_What is being asked:_ Each line below should be copied exactly as it stands.

Stored records:
━━━━━━━━━━

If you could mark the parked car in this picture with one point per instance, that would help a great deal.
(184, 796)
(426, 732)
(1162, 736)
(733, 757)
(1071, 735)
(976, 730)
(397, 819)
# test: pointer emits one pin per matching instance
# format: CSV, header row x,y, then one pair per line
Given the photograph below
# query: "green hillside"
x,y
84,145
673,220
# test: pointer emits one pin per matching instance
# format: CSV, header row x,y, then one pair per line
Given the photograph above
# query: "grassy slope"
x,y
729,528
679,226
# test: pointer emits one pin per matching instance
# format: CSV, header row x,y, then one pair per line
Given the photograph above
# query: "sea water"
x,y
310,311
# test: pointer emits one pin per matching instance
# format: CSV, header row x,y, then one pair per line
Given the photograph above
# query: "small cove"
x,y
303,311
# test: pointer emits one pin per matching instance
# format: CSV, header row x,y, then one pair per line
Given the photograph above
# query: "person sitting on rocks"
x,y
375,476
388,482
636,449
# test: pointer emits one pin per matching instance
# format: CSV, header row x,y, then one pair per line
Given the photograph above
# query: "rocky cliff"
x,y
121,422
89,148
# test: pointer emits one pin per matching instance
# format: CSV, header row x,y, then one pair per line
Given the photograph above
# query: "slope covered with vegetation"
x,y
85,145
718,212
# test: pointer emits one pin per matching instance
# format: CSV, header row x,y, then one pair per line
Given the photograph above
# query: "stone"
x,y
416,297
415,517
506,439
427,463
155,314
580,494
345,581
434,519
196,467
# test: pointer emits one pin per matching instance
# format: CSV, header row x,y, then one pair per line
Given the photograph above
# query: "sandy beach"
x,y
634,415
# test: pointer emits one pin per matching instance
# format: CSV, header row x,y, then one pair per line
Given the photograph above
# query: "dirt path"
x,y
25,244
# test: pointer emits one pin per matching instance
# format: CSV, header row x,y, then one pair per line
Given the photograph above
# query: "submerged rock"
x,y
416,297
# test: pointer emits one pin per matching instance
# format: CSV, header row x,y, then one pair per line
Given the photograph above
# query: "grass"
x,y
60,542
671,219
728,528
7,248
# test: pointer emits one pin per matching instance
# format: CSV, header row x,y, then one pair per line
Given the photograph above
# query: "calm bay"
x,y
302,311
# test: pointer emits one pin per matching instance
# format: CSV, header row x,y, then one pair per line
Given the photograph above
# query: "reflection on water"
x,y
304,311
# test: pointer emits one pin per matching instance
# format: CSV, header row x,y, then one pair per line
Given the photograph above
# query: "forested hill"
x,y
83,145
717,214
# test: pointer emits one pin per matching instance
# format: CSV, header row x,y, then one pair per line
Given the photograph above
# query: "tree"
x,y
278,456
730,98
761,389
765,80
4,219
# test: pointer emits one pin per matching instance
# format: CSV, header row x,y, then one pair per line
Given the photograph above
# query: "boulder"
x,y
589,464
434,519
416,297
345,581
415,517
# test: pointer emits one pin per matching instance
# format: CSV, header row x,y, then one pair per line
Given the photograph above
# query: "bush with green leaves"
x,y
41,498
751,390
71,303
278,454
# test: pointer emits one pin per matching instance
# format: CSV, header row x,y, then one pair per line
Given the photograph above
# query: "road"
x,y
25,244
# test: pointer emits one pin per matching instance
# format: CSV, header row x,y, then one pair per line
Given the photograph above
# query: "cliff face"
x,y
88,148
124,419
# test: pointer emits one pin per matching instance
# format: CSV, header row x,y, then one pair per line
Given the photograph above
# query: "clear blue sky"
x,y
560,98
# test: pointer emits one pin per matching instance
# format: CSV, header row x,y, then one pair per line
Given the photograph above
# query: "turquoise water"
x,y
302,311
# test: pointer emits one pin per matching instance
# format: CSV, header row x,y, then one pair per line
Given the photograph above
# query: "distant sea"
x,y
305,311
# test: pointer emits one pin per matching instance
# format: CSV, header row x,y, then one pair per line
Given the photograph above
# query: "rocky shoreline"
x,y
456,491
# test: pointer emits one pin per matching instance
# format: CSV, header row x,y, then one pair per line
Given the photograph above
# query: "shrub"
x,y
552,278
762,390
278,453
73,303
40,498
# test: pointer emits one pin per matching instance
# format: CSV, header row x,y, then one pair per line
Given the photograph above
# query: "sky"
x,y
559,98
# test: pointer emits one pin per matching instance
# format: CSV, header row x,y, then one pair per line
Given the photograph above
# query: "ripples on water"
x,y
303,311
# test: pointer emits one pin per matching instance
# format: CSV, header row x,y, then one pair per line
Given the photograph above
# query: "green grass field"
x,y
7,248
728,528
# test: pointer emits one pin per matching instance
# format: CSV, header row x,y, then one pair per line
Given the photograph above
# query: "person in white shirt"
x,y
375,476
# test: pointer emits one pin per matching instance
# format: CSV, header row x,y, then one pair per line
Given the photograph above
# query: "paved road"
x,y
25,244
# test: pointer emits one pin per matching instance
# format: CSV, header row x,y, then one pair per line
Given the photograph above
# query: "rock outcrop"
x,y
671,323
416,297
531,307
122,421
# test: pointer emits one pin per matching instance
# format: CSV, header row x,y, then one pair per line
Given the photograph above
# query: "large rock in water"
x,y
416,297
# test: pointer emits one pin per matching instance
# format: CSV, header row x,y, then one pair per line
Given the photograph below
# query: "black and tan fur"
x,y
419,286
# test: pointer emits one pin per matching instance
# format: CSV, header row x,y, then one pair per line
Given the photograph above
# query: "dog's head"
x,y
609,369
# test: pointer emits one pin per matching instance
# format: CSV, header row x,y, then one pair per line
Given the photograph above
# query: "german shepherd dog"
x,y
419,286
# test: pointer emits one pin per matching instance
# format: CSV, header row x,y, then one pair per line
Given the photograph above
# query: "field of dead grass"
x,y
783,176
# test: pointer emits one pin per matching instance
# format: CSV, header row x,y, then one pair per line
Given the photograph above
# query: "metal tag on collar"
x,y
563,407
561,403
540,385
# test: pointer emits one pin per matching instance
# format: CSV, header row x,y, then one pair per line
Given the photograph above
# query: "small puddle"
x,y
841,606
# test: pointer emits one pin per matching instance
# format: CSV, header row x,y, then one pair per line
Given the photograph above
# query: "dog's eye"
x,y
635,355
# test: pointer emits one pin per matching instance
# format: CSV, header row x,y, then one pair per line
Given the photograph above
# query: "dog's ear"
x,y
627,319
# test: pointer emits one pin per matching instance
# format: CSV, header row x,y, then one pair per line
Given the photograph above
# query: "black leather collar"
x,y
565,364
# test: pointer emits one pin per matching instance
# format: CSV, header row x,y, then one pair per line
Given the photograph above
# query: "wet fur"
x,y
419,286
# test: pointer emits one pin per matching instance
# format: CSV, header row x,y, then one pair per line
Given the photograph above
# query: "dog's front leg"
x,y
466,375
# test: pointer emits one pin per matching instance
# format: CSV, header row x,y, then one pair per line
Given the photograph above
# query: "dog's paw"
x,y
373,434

━━━━━━━━━━

_Written reply:_
If you could mark the parked car in this picture with one point per instance, that would help a great deal.
(184, 796)
(426, 732)
(1162, 736)
(733, 757)
(1071, 735)
(976, 730)
(397, 819)
# test: pointer emits one pin per matching instance
# format: CSV, header row x,y, then one pair per line
Given the photograph below
# query: "green hillside"
x,y
84,145
673,220
# test: pointer emits one pin per matching instance
# format: CSV, header row x,y, then one pair per line
Given the photograph above
# query: "grassy slope"
x,y
729,528
679,226
# test: pointer emits one pin per matching instance
# format: CSV, header row x,y, then one pair per line
Given the photograph above
# query: "sea water"
x,y
310,311
# test: pointer emits one pin per matching instance
# format: CSV, header row x,y, then one pair per line
Given the photograph above
# query: "small cove"
x,y
303,311
# test: pointer emits one pin per matching instance
# format: CSV, header row x,y, then one pair per line
Given the photograph above
# query: "person sitting on rocks"
x,y
375,476
388,482
636,449
# test: pointer emits one pin per matching instance
# format: CSV, header row x,y, then one pair per line
Given the photograph above
# query: "rocky cliff"
x,y
121,422
89,148
# test: pointer emits one pin per matching instance
# format: CSV, header row x,y, then one pair per line
Given the photograph above
# query: "slope covered with vegetation"
x,y
85,145
718,212
# test: pointer emits one pin per matching instance
# format: CSV, header row x,y, then one pair per line
Given the photograph above
# query: "stone"
x,y
416,297
415,517
506,439
427,463
155,314
580,494
345,581
434,519
196,467
# test: pointer emits one pin per matching instance
# format: CSV, header row x,y, then one pair per line
Given the photograph above
# query: "sandy beach"
x,y
634,415
# test: pointer emits one pin per matching instance
# format: CSV, header row x,y, then one pair per line
Given the photograph above
# query: "dirt path"
x,y
25,244
# test: pointer emits one pin per matching instance
# format: CSV, header row x,y, then one pair per line
Given the photograph above
# query: "submerged rock"
x,y
416,297
# test: pointer emits one pin per matching instance
# format: CSV, header row x,y, then one pair per line
Given the photograph above
# query: "grass"
x,y
60,542
671,219
728,528
7,248
# test: pointer emits one pin per matching instance
# format: CSV, header row x,y, then one pair per line
Given the photograph above
# query: "calm bay"
x,y
302,311
# test: pointer emits one pin per matching instance
# format: CSV, header row x,y, then one pair per line
Given the photograph above
# query: "reflection on water"
x,y
304,311
# test: pointer emits one pin per matching instance
# format: CSV, header row x,y, then one pair per line
Given the photograph above
# query: "forested hill"
x,y
83,145
717,214
# test: pointer emits one pin per matching instance
# format: CSV, header row x,y, then one pair per line
Given the photograph above
# query: "tree"
x,y
278,456
730,98
761,389
765,80
4,219
# test: pointer emits one pin per matching instance
# format: CSV, header row x,y, then one pair per line
Given the photograph above
# query: "boulder"
x,y
589,464
434,519
416,297
345,581
415,517
# test: pointer emits one pin per matching instance
# format: CSV, header row x,y, then one pair per line
Given the photograph above
# query: "bush with green leaves"
x,y
41,498
751,390
71,303
278,454
# test: pointer emits one pin per matching instance
# format: CSV, header row x,y, then one pair per line
Given the photograph above
# query: "road"
x,y
25,244
# test: pointer emits one pin per matching instance
# format: CSV, header row x,y, then one pair per line
Given the photograph above
# query: "cliff face"
x,y
88,148
124,419
# test: pointer emits one pin per matching instance
# format: CSV, header row x,y, then one pair per line
Given the photograph above
# query: "clear blue sky"
x,y
560,98
# test: pointer emits one pin per matching instance
# format: CSV, header row x,y, then one pair per line
Given the photograph above
# query: "turquoise water"
x,y
302,311
# test: pointer emits one pin per matching instance
# format: CSV, header row x,y, then one pair per line
Given the photograph above
# query: "distant sea"
x,y
305,311
# test: pointer emits one pin per matching instance
# format: CSV, header row x,y, then one pair per line
Given the photograph above
# query: "rocky shoreline"
x,y
456,491
# test: pointer emits one pin per matching instance
# format: CSV, header row x,y, then one pair per line
Given the photograph above
# query: "shrub"
x,y
552,278
762,390
278,453
73,303
40,498
# test: pointer emits one pin per matching instance
# format: CSV, header row x,y, then one pair per line
Given the photograph above
# query: "sky"
x,y
559,98
# test: pointer emits one pin per matching instance
# format: CSV, header row x,y, then one pair per line
Given the photograph above
# query: "ripples on water"
x,y
303,311
# test: pointer emits one pin per matching instance
# format: CSV, header row x,y, then one pair per line
Given the photograph above
# query: "green grass field"
x,y
7,248
728,528
# test: pointer emits one pin per matching instance
# format: CSV, header row x,y, then one pair per line
Given the photograph above
# query: "person in white shirt"
x,y
375,476
# test: pointer emits one pin per matching instance
# format: CSV, header row x,y, then one pair per line
Given the photograph above
# query: "paved road"
x,y
25,244
# test: pointer emits one pin per matching instance
# format: CSV, header row x,y, then one pair per line
Given the photograph above
# query: "rock outcrop"
x,y
671,323
416,297
531,307
122,421
# test: pointer emits one pin per matching instance
# format: CSV, header row x,y, then one pair per line
Given the photograph above
# query: "large rock in water"
x,y
416,297
# test: pointer emits one pin per matching instance
# format: CSV, header row x,y, then one pair per line
Given the photograph below
# query: "black and tan fur"
x,y
419,286
# test: pointer emits one pin per matching instance
# format: CSV, header row x,y, then one pair per line
Given the photograph above
# query: "dog's head"
x,y
609,369
# test: pointer emits one pin per matching instance
# format: CSV, header row x,y, then one pair per line
Given the photograph above
# query: "german shepherd dog"
x,y
419,286
# test: pointer emits one pin per matching instance
# format: CSV, header row x,y, then one pair per line
Given the photograph above
# query: "field of dead grass"
x,y
783,176
# test: pointer emits one pin per matching instance
# format: CSV, header row x,y, then one pair per line
Given the photograph above
# query: "metal tag on collar"
x,y
563,407
561,403
540,385
# test: pointer emits one pin per matching instance
# format: CSV, header row x,y, then one pair per line
Given the photograph above
# query: "small puddle"
x,y
841,606
# test: pointer emits one pin per matching instance
# format: CSV, header row x,y, then one pair per line
Given the photograph above
# query: "dog's eye"
x,y
635,355
# test: pointer emits one pin per matching instance
# format: CSV, header row x,y, then one pair per line
Given the photograph above
# query: "dog's ear"
x,y
627,319
# test: pointer emits one pin per matching instance
# format: CSV, header row x,y, then one pair per line
Given the photograph above
# query: "black leather collar"
x,y
565,364
# test: pointer emits one pin per matching instance
# format: CSV, header row x,y, then one pair per line
Given the photograph above
# query: "wet fur"
x,y
419,286
# test: pointer emits one pin per matching instance
# format: CSV, header row x,y, then one pair per line
Given the photograph above
# query: "dog's front leg"
x,y
466,375
# test: pointer emits one pin per matching instance
# format: CSV, header row x,y, then one pair per line
Given the photograph above
# query: "dog's paw"
x,y
373,434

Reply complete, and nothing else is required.